§ **Stored items from a collection**:

Start of Block

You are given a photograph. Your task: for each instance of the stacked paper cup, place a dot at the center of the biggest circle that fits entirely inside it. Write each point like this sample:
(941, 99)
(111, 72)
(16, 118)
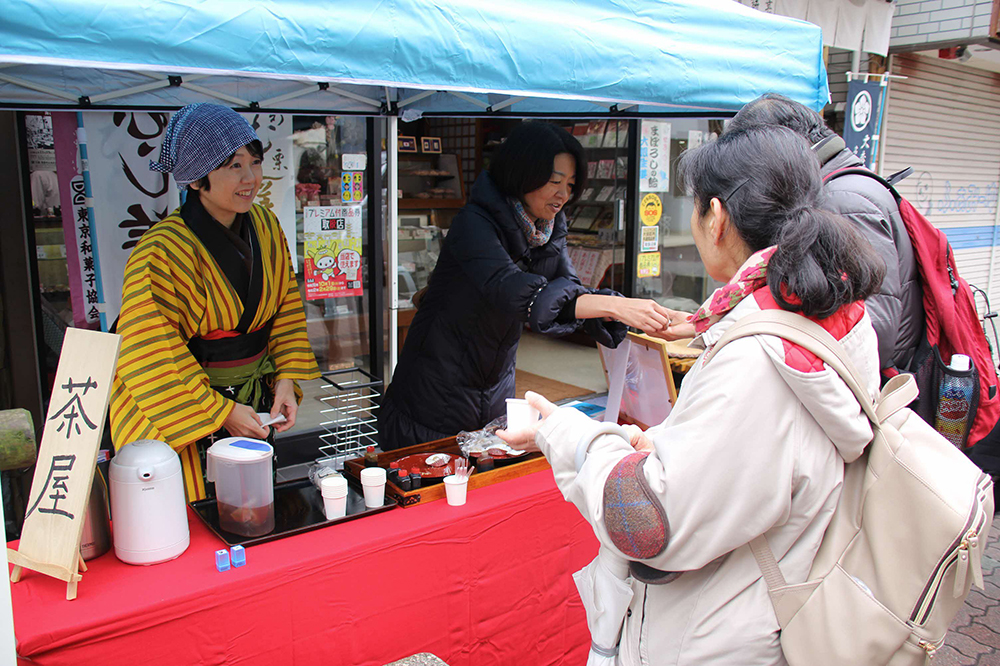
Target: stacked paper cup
(334, 489)
(373, 481)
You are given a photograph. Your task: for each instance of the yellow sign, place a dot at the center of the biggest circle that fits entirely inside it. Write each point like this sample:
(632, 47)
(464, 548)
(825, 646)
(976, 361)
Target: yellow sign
(648, 264)
(650, 209)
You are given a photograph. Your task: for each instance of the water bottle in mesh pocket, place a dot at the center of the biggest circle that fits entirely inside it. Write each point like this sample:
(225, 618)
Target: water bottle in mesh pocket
(948, 397)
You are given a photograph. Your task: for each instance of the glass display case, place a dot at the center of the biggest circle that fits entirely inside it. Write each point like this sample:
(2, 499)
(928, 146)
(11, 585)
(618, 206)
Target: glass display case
(668, 266)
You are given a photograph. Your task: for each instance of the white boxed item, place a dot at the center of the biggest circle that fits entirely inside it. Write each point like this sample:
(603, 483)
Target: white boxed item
(148, 508)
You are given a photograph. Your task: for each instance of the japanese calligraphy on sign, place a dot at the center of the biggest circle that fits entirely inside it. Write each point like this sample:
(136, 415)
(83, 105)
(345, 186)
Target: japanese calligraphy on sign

End of Block

§ **Task**: Wherever a picture appears in the data, please drop it and retype the rest exactly.

§ **Task solution**:
You are given a photograph. Your task: for each instance of the stacked paper cup, place a dot at the center of the biggest circle that fits entirely inside it. Write each point like this sample:
(941, 99)
(111, 72)
(16, 118)
Target: stacked paper cup
(334, 489)
(373, 481)
You are given a photograph. Your task: for each instance of the yellow sign, place a dot at the center of the biggest circle that fits entirely inside it. Write each point like this sample:
(632, 47)
(464, 548)
(825, 646)
(976, 361)
Target: yellow sign
(648, 264)
(650, 209)
You are given a photograph. Your task: for each instance of the water bottle in mesh pocket, place a dot at the center of the biggest circle that fits entirely inside it. Write each point like this sample:
(225, 618)
Target: water bottle in mesh pocket
(948, 397)
You are given a photograph. Your task: for each instance of the glass display case, place a dot at the center of the biggest circle that fits entirely inside it. Write each point like this sample:
(2, 499)
(928, 146)
(11, 585)
(618, 206)
Target: glass display case
(668, 266)
You are given a photograph. Your task: for each instance of the white boxed item, place a dot at the center of the biggest circle that fits entirely inside it. Write each point like this sample:
(603, 483)
Target: white boxed item
(148, 508)
You are given a photograph. Your task: for each instance of the japanese calligraphy on sign, place a dot at the center of the biggest circle that fits entirely inside it. Write each point like this sample:
(136, 415)
(83, 105)
(345, 186)
Target: japanese calligraphy on sign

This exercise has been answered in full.